Short task:
Find every line in the records that contains the word "stadium", and copy each such line.

Record extracts:
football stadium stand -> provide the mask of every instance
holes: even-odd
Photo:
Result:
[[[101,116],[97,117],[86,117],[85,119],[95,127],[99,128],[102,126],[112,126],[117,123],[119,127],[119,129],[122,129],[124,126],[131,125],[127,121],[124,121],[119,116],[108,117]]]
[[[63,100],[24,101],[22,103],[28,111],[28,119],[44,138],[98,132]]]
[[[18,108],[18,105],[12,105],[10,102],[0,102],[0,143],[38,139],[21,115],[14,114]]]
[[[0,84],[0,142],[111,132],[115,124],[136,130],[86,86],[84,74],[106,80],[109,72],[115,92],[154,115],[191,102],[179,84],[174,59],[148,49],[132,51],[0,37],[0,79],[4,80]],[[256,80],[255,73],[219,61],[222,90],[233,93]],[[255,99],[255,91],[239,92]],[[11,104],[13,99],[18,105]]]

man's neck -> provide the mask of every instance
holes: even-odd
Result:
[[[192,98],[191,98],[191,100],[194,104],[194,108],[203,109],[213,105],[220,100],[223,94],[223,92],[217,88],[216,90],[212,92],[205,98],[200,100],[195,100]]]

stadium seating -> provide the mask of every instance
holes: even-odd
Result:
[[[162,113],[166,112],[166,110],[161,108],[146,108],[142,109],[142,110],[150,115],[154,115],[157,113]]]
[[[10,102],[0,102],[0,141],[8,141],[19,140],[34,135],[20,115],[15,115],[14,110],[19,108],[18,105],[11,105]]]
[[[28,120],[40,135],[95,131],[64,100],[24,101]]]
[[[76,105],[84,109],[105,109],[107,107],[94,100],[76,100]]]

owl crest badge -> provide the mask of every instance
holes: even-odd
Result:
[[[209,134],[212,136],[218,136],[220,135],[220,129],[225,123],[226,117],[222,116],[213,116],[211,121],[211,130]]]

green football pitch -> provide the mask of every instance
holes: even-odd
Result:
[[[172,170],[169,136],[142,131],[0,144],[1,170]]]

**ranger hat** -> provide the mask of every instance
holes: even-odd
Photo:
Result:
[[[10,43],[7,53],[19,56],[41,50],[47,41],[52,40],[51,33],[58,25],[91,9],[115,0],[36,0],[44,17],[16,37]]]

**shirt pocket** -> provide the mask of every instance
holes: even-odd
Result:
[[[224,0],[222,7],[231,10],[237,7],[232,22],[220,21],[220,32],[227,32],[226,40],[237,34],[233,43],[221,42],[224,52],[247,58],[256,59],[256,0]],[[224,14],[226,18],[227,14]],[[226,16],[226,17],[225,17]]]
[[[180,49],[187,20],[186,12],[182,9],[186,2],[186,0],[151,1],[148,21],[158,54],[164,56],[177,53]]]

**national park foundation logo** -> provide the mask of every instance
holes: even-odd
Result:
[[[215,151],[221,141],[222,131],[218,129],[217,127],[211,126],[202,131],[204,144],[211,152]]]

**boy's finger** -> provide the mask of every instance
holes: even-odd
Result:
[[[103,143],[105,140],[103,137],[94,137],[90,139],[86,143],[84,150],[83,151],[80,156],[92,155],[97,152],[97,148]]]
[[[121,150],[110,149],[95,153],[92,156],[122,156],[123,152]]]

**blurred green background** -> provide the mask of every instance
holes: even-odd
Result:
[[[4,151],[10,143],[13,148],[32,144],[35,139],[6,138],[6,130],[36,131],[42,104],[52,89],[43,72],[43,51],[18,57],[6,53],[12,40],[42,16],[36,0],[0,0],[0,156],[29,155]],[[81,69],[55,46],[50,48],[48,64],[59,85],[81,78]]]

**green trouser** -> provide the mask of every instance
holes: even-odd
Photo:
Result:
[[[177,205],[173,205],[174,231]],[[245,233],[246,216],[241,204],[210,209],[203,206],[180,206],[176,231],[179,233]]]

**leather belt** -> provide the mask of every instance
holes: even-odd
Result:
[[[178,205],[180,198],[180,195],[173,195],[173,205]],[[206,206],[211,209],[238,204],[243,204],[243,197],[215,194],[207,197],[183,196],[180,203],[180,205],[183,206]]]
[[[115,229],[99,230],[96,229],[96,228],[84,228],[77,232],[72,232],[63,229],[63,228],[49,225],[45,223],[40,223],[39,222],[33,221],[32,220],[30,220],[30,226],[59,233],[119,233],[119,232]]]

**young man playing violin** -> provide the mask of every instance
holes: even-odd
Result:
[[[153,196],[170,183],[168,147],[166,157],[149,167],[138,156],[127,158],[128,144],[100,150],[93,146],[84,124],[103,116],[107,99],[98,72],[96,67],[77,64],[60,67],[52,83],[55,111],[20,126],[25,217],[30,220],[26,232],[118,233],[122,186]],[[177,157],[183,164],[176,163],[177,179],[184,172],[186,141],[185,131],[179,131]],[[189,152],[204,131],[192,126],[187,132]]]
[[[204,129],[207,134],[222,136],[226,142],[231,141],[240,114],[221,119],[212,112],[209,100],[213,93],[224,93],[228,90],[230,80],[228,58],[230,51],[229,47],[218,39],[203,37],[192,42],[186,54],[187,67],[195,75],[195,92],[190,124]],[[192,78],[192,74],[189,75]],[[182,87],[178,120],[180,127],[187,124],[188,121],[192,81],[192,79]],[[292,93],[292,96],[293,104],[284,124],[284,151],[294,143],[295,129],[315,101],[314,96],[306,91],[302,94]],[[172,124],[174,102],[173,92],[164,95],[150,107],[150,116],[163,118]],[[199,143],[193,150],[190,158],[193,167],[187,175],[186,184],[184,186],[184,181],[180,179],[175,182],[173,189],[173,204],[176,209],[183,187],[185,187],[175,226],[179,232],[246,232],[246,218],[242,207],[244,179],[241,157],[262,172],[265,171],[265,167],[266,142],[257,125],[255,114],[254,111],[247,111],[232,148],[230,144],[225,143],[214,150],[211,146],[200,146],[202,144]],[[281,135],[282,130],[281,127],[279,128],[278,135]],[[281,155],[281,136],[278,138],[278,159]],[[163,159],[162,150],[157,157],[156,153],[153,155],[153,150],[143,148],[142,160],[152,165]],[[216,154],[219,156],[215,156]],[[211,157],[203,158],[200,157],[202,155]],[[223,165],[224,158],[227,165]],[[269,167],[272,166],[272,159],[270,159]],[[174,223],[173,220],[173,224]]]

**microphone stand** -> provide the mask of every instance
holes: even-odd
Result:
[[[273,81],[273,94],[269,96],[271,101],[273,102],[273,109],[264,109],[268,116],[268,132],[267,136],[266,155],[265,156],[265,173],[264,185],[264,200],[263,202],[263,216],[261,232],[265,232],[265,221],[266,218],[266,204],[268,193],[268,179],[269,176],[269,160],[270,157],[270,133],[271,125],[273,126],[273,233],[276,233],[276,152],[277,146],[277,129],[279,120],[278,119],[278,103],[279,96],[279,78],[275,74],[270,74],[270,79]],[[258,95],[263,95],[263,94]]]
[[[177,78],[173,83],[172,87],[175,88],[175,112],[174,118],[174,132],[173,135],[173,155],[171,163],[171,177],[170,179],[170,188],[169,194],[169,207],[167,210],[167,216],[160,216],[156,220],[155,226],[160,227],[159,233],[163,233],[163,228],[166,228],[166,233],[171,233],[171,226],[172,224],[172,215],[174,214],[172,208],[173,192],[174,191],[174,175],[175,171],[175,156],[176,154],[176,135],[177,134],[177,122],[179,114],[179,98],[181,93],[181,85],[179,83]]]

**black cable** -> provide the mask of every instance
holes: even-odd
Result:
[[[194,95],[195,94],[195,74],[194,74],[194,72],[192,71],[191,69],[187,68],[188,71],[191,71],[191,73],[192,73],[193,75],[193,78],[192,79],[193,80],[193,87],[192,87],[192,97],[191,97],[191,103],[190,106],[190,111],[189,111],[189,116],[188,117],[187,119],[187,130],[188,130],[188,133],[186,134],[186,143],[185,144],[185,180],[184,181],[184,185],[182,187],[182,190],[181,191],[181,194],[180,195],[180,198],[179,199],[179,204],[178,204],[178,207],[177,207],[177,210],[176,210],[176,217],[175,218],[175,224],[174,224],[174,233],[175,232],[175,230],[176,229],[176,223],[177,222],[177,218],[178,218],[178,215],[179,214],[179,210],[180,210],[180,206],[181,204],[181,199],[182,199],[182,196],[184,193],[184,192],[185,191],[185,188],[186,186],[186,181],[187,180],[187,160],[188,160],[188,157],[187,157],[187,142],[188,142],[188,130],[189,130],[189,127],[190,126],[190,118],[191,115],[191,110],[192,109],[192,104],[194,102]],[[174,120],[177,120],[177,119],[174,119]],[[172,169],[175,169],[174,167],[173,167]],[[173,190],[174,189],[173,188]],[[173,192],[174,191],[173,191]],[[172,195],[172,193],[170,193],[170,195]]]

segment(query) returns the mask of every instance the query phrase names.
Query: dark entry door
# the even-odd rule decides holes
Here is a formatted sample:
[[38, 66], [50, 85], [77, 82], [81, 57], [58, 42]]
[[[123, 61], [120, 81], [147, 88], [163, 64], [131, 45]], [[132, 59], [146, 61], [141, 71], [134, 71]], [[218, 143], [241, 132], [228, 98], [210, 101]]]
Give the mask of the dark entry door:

Written solution:
football stadium stand -> provide the mask of every instance
stadium seating -> provide the mask of every instance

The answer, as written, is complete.